• _Objective 1_: Count the lines in the rows below that contain the string "pink". Reply with the number only.

• _Source document_:

By Merit Ibe
Amid shifting global trade dynamics, China’s decision to offer Nigeria and other African nations full duty-free access to its expansive consumer market is poised to redefine trade relations between the continent and Asia’s largest economy.
However, experts warn that Nigeria may fall short of reaping the full benefits of this opportunity unless it significantly boosts its production capacity and improves product quality to meet international standards.
President Xi Jinping recently disclosed to African foreign ministers that the new trade initiative will extend zero-tariff treatment to 100 percent of tariff lines for all African countries maintaining diplomatic ties with Beijing.
China’s turn to Africa signals a strategic bid to strengthen economic alliances and buffer against the ongoing fallout from its rivalry with America.
Already, Chinese exports to Africa have surged by 12.4 percent in the first five months of 2025, reaching a record 963 billion yuan ($134 billion), according to China’s Foreign Ministry.
If implemented, the zero-tariff regime will allow nearly all Nigerian goods, including agricultural products, textiles, solid minerals, and manufactured items, to enter China duty-free.
This presents a major opportunity for Nigeria in a highly competitive global trade environment where access to major markets is often limited.
Despite the huge offer, experts have argued that the open-arm invitation by China might not be as easy as it looks, given the weak structure on ground.
They view that Nigeria is not well positioned to explore the opportunity, pointing to the uncompetitive nature of our goods and the need to deliberately build capacity to meet up with the demand.
According to them, the country is not yet cost-effective in production, which is going to make the products less competitive due to low quality.
With a weak currency, they believe that this is a better opportunity to export and strengthen the naira.
President, Calabar Chamber of Commerce and Industry, David Etim, welcomed the development but expressed doubt if Nigeria is positioned to explore the opportunity, going by the uncompetitiveness of our products.
“The point is that China wants to drive its exports and create, theoretically, opportunities for African entrepreneurs to access their market—this, the non-tariff barriers set for Africa to thrive.
“There are several issues here. It is a very good thing, but it’s the technicalities of the process that will really define how this alliance will happen.
“The potential for Nigerian entrepreneurs is huge. China is a 1.3–1.4 billion people market, however, to access that market you must produce qualitative goods.
You cannot send substandard goods to China.
China may send substandard goods to any nation on request.
When China produces substandard in China, it will be written ‘strictly for export.’
You cannot take it into the Chinese market.

• _Objective 2_: Continue the article on China's zero-tariff offer to African countries, starting right after its last sentence.

• _Supplied records_:
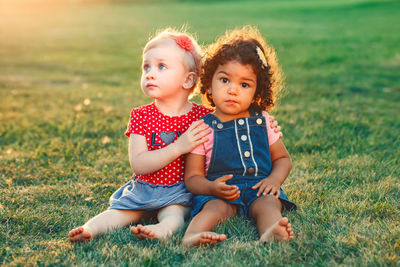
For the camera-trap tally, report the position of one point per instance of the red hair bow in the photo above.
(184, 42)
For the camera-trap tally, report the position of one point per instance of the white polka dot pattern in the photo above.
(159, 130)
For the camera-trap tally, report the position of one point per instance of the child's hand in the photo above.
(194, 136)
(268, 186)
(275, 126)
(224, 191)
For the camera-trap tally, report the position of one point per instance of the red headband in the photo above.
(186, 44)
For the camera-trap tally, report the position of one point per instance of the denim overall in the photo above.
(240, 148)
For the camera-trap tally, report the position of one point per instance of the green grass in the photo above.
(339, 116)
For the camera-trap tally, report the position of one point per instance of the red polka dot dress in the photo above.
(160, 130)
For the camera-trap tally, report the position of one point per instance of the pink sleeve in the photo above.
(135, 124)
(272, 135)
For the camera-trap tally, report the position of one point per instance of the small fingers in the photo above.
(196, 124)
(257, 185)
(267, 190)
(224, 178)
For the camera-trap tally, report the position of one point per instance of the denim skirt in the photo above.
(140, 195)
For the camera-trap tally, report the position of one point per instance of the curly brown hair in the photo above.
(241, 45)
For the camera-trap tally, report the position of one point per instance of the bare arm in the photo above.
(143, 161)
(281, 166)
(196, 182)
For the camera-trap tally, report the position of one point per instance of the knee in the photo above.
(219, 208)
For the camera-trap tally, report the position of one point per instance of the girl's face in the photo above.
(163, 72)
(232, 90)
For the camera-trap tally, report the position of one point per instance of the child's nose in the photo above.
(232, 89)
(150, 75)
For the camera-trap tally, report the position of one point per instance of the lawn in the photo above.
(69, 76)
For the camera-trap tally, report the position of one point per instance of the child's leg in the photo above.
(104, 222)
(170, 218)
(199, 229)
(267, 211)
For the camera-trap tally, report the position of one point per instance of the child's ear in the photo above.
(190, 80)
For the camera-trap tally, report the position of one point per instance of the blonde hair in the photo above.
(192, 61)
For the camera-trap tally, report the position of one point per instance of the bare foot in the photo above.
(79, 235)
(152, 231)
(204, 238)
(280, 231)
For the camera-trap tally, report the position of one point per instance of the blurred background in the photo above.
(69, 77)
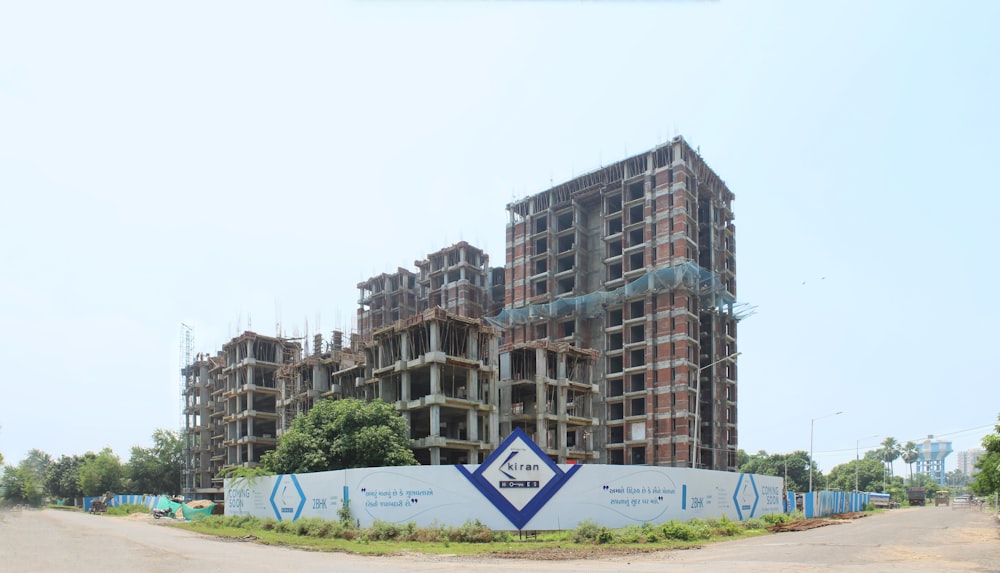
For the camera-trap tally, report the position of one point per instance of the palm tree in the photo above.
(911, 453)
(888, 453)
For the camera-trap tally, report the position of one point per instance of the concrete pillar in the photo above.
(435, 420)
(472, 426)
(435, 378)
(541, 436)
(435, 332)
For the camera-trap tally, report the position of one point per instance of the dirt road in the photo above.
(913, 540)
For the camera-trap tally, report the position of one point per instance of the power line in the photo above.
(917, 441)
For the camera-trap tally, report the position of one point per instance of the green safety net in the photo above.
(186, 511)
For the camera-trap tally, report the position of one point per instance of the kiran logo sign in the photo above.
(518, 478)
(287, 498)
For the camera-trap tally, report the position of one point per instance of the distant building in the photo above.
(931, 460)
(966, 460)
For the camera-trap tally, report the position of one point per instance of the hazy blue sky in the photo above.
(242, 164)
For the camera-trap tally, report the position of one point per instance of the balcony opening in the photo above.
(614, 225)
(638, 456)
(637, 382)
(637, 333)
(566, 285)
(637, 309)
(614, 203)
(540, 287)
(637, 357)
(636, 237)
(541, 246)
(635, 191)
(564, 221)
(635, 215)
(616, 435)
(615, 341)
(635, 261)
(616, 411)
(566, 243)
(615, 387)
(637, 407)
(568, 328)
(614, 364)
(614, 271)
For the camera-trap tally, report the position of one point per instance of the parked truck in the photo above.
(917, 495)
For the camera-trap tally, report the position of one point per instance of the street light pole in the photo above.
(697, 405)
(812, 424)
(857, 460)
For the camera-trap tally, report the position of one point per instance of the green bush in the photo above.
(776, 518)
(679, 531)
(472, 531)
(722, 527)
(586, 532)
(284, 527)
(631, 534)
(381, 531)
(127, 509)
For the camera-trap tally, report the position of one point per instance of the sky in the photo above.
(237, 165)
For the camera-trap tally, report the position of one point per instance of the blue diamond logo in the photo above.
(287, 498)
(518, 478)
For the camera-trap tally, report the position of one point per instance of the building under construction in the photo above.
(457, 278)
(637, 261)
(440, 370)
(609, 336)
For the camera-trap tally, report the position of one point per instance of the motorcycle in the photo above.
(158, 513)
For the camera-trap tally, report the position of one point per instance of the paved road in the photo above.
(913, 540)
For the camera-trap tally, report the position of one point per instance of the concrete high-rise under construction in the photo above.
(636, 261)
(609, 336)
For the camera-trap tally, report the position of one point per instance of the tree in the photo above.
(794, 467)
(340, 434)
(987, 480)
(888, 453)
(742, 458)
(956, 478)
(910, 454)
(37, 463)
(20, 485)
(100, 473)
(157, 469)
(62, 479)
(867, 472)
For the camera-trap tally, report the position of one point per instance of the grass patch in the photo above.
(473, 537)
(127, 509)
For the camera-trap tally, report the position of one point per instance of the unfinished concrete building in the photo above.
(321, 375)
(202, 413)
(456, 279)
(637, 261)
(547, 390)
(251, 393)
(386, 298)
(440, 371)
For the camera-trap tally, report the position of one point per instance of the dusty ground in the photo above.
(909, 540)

...

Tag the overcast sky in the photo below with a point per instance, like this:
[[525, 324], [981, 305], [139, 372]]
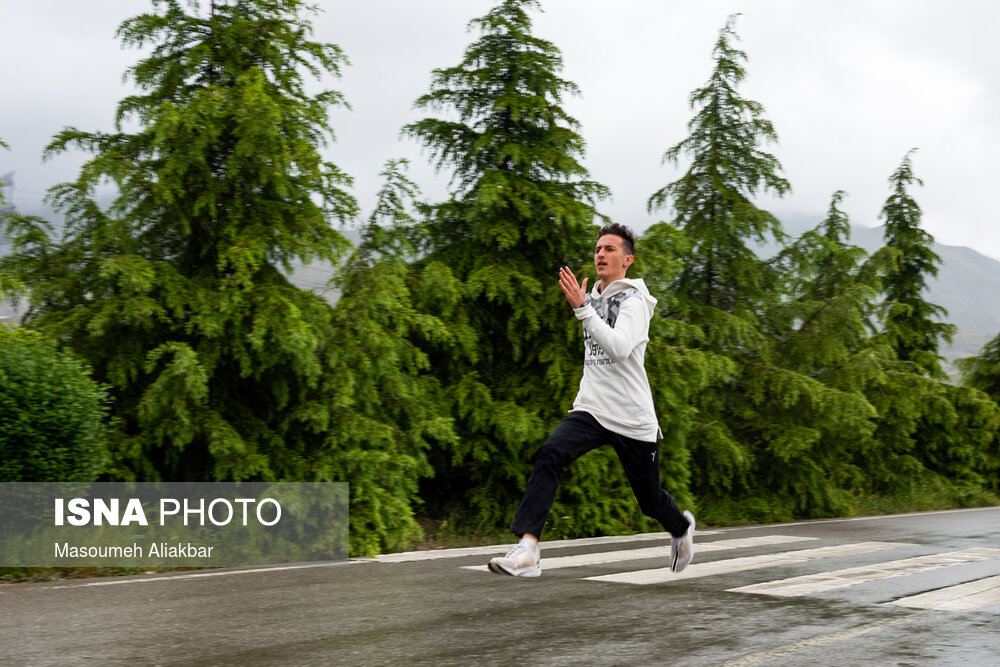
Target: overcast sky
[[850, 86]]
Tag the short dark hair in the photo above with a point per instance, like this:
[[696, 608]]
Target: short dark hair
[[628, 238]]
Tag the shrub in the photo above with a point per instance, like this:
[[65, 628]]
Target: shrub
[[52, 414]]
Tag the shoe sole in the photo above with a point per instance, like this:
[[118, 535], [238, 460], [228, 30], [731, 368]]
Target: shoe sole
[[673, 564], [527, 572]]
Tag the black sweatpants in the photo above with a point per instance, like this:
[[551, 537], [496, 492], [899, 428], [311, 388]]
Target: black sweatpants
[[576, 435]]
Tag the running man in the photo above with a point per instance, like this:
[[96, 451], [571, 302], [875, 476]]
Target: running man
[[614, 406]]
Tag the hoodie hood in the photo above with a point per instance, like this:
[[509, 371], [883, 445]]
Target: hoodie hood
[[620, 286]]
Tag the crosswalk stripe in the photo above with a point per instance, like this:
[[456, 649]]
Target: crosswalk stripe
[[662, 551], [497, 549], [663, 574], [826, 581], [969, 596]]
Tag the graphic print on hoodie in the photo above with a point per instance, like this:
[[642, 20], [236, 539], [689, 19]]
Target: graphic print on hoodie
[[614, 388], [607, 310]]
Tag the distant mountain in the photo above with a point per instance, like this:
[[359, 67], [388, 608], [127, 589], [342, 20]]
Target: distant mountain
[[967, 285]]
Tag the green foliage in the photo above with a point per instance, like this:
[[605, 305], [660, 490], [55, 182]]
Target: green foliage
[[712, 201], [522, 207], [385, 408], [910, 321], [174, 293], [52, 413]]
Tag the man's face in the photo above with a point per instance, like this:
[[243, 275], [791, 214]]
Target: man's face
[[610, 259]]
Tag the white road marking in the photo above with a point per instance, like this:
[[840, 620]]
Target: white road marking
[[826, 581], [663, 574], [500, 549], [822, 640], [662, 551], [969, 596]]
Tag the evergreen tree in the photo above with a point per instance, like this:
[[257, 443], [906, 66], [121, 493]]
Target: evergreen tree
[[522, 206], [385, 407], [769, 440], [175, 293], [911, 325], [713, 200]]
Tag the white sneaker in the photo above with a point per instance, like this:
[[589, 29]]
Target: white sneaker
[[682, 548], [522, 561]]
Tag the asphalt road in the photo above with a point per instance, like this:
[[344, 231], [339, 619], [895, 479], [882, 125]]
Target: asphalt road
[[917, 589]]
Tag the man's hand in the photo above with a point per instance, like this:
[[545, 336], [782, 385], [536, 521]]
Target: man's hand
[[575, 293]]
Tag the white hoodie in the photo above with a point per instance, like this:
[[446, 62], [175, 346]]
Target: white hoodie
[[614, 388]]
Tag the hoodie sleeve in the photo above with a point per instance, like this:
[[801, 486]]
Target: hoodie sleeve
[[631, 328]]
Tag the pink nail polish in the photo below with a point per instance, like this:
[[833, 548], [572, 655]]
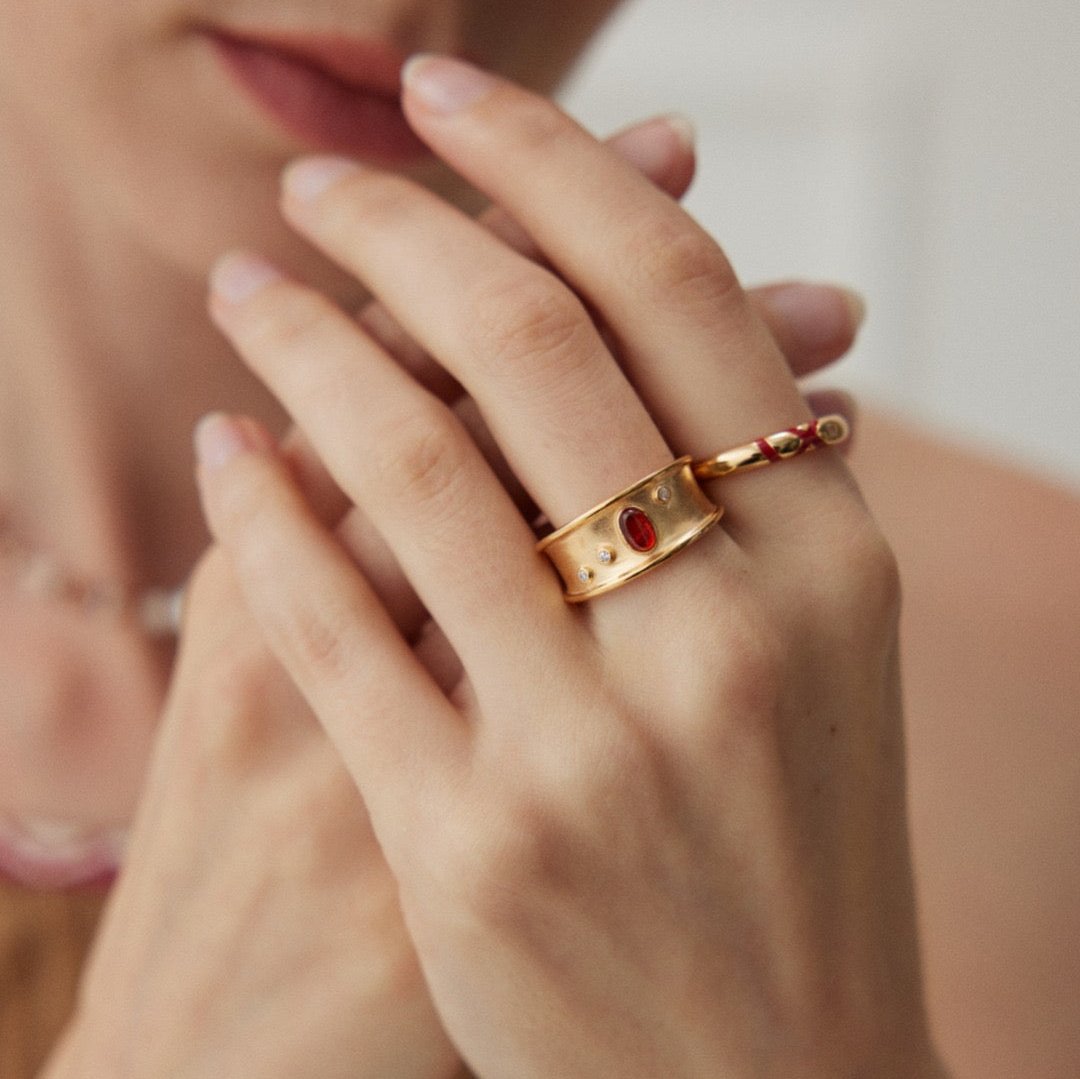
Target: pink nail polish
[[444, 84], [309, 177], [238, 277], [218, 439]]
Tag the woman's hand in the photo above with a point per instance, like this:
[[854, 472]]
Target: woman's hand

• _Expected output 1_: 3

• _Expected output 2_:
“So, if Nigeria or any African country wants to access the Chinese market, they must be ready to produce quality standard.
The reason why China can produce for the world is because it produces standard quality.
“So if we want to access their markets, whether it is for primary agricultural produce, for finished goods, they must be of standard.
“You cannot send them polluted goods. You cannot export beans with weevils—it will not enter that country; they will block you.
“China has zero tolerance for corruption.
“We have to step up our game, and to me, the Chinese market is something that China is driving because they want to connect their shipping to Africa.
“For you to export to China, there must be means of logistics of transportation.
All the logistics transportation going to China are Chinese shipping lines.”
He noted that Nigeria needs to look inward, develop capacity to be able to produce effectively, and meet up with the high standard in China.
“China produces virtually everything and exports everything. By the time you want to ship, maybe, cocoa from Nigeria to China, the cost will be high due to distance. Cocoa is being produced in Malaysia and in South Pacific nations.
The logistic cost between those nations and China is cheaper due to the short distance compared to Nigeria or Africa.
China produces palm oil, so if you want to export from Nigeria, it’s going to be more expensive due to distance. Malaysia is the number one leader; they produce it there.
“Is it sesame seed, shea butter—they produce them there? So what are you going to export?
These are the questions we should ask. Yes, someone says you can bring your goods, but what do you have to carry that will make economic sense? That’s the reality.”
He queried how Nigeria can compete with zero tariff on the back of the power challenge, among others.
“Now on power, for example,
China is the largest consumer of energy in the world today because of their manufacturing.
“What is the cost of power per unit or per kilowatt in China? What is the cost per kilowatt in Nigeria?
How can we compete even with zero tariff?
“China is using robotics in its manufacturing.
So how can Nigeria compete with China that uses robots? Yes, you have zero tariff, but where, how, and what are you going to carry there at the price that the Chinese will be willing to buy—short of giving them free?
“These are the questions.
In my candid opinion, I don’t think Nigeria is the only country in the world that has a zero tariff.
Nigeria is not ready for such opportunities—we are not ready. We are not yet cost-effective in our production. We should not be looking for China, but Cotonou, Cameroon, Niger, Chad, Burkina Faso. We can’t compete in that market. We don’t have the production efficiency to compete. We are not positioned to explore the opportunity.”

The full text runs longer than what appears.